Set problem 1 -
According to the passage on the auto industry and Anglo American, by how much have Japanese car exports to the US fallen?

Text to read -
In the ultra short term, the auto industry has been crushed world-wide. Sales are generally down anywhere from 25% to 50%. Japanese exports to the US have fallen 52%. Those to China are down 45%. The impact on the PRICE of Platinum from falling demand for car exhausts has been equally severe. From $2300 an ounce back in March 2008, the metal has more than halved, at one point dipping below the price of gold, then at $750. Most auto makers now face mounting losses and major write-offs. Some, like GM and Chrysler, need massive bailouts and a miracle to survive.

 

To compound an error, Anglo has over the years relentlessly increased its holding in its platinum subsidiary, Angloplats, to a current 80%. Earlier and at great cost, they also took De Beers private. But who wants diamonds in a depression? Sales are falling off a cliff. De Beers biggest mines are closing down ‘till at least the end of the year. Anglo’s founder, Ernest Oppenheimer, once famously warned his son Harry, never to allow De Beers to run out of cash, especially in a downturn. The great grand children have forgotten the lessons of the 1930’s.

 

In contrast to its bullish approach towards Platinum, the corporation adopted an avowedly negative strategy towards Gold. It regularly sought opportunities to reduce its stake in its erstwhile gold subsidiary, Anglogold. Yet this was its only depression-proof asset. From owning around 65%, the group now holds a measly 11,8%. Even that is on the chopping block. Despite the best efforts of new Anglogold CEO, Mark Cutifani, the company still has an outstanding hedge of around 6m ounces of gold, sold forward at prices less than HALF current levels. While cutting its gold stake in face of a depression, the group holding company bumped its net debt burden up from $5,2billion at the end of 2007, to $11billion by December 2008. The increase went to fund the purchase of Minas Rio, a Brazilian iron ore company, right at the top of the market.

Set problem 2 -
Copy out the listing below, everything from its very first line down to and including the line that contains "368, 327, 438, 477".

Data shown -

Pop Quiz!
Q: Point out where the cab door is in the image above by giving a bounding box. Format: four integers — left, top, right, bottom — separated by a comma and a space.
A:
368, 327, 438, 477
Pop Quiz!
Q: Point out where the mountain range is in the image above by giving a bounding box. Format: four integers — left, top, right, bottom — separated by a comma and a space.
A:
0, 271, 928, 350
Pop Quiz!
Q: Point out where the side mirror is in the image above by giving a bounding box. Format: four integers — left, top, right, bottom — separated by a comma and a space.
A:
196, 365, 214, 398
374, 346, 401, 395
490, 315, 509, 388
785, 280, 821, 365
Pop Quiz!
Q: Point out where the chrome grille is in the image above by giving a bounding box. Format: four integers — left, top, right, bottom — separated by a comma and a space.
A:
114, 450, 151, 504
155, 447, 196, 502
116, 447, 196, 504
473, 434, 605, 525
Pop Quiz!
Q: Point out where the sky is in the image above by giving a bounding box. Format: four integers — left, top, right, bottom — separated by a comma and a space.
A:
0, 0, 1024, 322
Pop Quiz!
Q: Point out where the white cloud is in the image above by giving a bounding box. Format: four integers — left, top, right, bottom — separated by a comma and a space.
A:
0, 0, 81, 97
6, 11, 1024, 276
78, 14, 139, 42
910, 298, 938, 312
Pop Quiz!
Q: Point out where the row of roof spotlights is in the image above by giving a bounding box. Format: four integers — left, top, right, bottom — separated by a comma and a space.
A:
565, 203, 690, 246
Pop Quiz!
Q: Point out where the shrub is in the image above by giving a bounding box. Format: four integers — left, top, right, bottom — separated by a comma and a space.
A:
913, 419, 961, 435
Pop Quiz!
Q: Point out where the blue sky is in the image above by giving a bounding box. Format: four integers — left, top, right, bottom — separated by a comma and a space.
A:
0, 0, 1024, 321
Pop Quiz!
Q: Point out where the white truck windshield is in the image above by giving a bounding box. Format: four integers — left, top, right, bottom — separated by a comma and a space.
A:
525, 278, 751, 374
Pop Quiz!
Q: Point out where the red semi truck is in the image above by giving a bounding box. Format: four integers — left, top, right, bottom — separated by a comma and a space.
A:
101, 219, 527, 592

Right answer 1 -
They have fallen 52%.

Right answer 2 -
Pop Quiz!
Q: Point out where the cab door is in the image above by giving a bounding box. Format: four integers — left, top, right, bottom — separated by a comma and a space.
A:
368, 327, 438, 477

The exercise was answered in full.